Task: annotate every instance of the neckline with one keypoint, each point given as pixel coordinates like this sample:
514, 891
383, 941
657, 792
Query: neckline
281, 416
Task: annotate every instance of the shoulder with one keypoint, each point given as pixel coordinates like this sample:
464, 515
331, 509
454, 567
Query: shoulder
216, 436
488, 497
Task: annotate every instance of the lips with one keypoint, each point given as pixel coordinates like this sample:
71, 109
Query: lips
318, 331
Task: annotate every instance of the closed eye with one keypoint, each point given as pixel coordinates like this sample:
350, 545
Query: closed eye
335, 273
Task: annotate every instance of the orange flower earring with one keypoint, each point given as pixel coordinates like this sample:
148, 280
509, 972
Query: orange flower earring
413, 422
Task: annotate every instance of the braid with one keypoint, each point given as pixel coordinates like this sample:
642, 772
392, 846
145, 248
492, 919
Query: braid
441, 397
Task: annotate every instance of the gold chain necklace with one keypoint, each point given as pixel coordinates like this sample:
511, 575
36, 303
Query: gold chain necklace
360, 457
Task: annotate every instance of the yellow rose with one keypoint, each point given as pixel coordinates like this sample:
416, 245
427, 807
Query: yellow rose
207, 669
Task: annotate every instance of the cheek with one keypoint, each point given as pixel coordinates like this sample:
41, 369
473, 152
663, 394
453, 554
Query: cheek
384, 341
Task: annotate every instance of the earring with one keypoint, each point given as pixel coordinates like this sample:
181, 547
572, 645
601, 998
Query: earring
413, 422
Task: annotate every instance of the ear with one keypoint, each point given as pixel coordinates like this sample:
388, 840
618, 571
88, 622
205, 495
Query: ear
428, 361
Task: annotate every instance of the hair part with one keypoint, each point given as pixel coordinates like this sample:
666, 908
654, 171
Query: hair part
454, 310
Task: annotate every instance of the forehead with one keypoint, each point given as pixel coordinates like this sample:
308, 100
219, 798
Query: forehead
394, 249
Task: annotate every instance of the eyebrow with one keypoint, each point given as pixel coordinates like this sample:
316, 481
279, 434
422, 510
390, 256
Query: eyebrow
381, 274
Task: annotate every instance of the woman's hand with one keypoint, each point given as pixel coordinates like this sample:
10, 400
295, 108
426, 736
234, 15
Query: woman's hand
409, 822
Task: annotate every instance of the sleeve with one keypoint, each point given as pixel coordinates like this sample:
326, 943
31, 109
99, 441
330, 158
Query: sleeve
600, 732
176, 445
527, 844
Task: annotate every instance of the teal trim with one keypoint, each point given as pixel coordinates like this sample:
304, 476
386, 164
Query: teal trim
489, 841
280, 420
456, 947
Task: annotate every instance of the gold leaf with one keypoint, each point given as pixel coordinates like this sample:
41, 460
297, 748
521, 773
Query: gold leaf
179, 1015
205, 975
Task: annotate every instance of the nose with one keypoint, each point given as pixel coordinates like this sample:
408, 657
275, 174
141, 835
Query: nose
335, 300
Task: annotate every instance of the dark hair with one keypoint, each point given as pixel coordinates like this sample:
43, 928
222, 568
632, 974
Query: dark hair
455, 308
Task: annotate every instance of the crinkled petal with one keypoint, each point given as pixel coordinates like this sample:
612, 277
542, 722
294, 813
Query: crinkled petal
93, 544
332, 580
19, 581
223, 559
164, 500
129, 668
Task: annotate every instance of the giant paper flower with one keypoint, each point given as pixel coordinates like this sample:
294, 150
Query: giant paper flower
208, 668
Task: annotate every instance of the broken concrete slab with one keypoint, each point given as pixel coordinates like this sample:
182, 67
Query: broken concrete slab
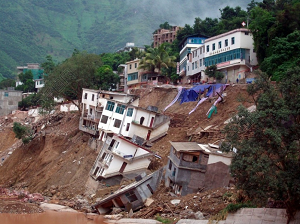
148, 202
175, 202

_Task to carry out_. Rewrite all of the records above as one numbered list, one line per entry, with blank lines dropped and the pictures left out.

_Result of the exercise_.
1. Task: annotate every instance of the neckline with one keypoint, each point given as pixel coordinates like this sample:
2. 514, 891
3. 383, 941
4. 657, 792
5. Query: neckline
6. 281, 416
7. Task: annotate every instance of the shoulder with one keypoint, each point given as pixel coordinates like this sample:
8. 464, 515
9. 331, 509
10. 454, 567
11. Query: shoulder
12. 216, 436
13. 488, 497
14. Task: annotate every instance of the lips with one keypoint, each point given as pixel coordinates like this sample:
15. 71, 109
16. Query: lips
17. 318, 331
18. Task: annotate every instance of the closed eye with one keypoint, each point given as pixel coordinates like this sample:
19. 350, 545
20. Query: closed eye
21. 335, 273
22. Task: annotate every instance of the orange flower earring with one keypoint, each point given as pixel coordinates like this sample:
23. 148, 280
24. 509, 972
25. Query: orange flower earring
26. 413, 422
27. Task: annotate every instance of the braid with one keypoint, each point given as pixel coordinates like this sample:
28. 642, 772
29. 392, 846
30. 145, 248
31. 492, 919
32. Query: braid
33. 441, 397
34. Task: annotate every instance of the gold chain necklace with one keypoint, each point given as pixel coordinates like this sample:
35. 511, 575
36. 36, 303
37. Query: gold chain necklace
38. 360, 457
39. Task: annotate every instance of the yellow rose with one keypoint, each point given as pixel coordinates like this sample:
40. 416, 245
41. 427, 807
42. Query: yellow rose
43. 207, 669
44. Task: annotate every instance of the cheek with one keypoint, each point given as pixel coordinates like this sample:
45. 41, 369
46. 473, 152
47. 663, 394
48. 453, 554
49. Query: cheek
50. 384, 341
51. Task: annotate every instance of the earring with one keypoint, each point given as pixel coordinates like this sample:
52. 181, 547
53. 572, 645
54. 601, 998
55. Query: earring
56. 413, 422
57. Task: annotate every instance of the ear with one keypoint, each point given as pixel coordinates like this sample:
58. 388, 840
59. 618, 571
60. 88, 622
61. 205, 495
62. Query: ear
63. 428, 361
64. Task: annotate every instance of the hair part with one keypoint, each point given as pixel coordinates like this sample:
65. 666, 908
66. 654, 171
67. Query: hair part
68. 454, 310
69. Task: annotate every instance of the forehead with one keypoint, each point given as pixel coordinates like this sample:
70. 308, 100
71. 219, 798
72. Query: forehead
73. 394, 249
74. Task: annotate every instance of the eyebrow with one keypoint, each point given as pixel coordinates like this sample:
75. 316, 481
76. 279, 434
77. 422, 510
78. 390, 256
79. Query: eyebrow
80. 381, 274
81. Task: annotate every instance of the woman's hand with one keypoint, each point given as pixel coordinates like this sample:
82. 10, 400
83. 295, 108
84. 426, 736
85. 234, 15
86. Query: woman's hand
87. 409, 822
88. Task: annotate every instance of the sleeve with one keypoint, each point given as pixel coordinates like this sample:
89. 326, 943
90. 31, 109
91. 99, 441
92. 330, 158
93. Query: sleeve
94. 600, 732
95. 176, 445
96. 527, 844
97. Task: annotate every instance of the teal trim with one keypoint, each point given as pixel coordinates like this sample:
98. 304, 476
99. 386, 164
100. Query: teal trim
101. 489, 841
102. 280, 420
103. 456, 947
104. Task: annotate every instance of the gold leaf with one keypoint, each point given as pixel coordinates like this sample:
105. 41, 460
106. 297, 748
107. 521, 773
108. Query: gold leaf
109. 179, 1015
110. 205, 975
111. Task: annotate every instance of the nose with one keypoint, each point given as pixel coordinates like this sample:
112. 408, 657
113. 275, 174
114. 141, 835
115. Query: nose
116. 335, 300
117. Task: annotate every instance of the dark hair with one keypoint, each point given as pixel coordinates like this sample:
118. 43, 928
119. 222, 568
120. 632, 974
121. Query: dark hair
122. 455, 308
123. Task: annotate every instance of the crinkled petal with one keypoint, each point given as pixel coordinates like this sample:
124. 612, 277
125. 542, 722
126. 294, 813
127. Query: crinkled petal
128. 93, 544
129. 332, 580
130. 19, 581
131. 223, 559
132. 164, 500
133. 129, 668
134. Task: annotate every instance of the giant paper flower with one keypoint, each point given as pixel coordinates like this sample:
135. 294, 150
136. Query: giant paper flower
137. 208, 668
138. Task: annotate every instance of the broken concrete slab with one keypoint, each point given as pixel coordinates like this sample:
139. 182, 67
140. Query: broken concrete slab
141. 148, 202
142. 175, 202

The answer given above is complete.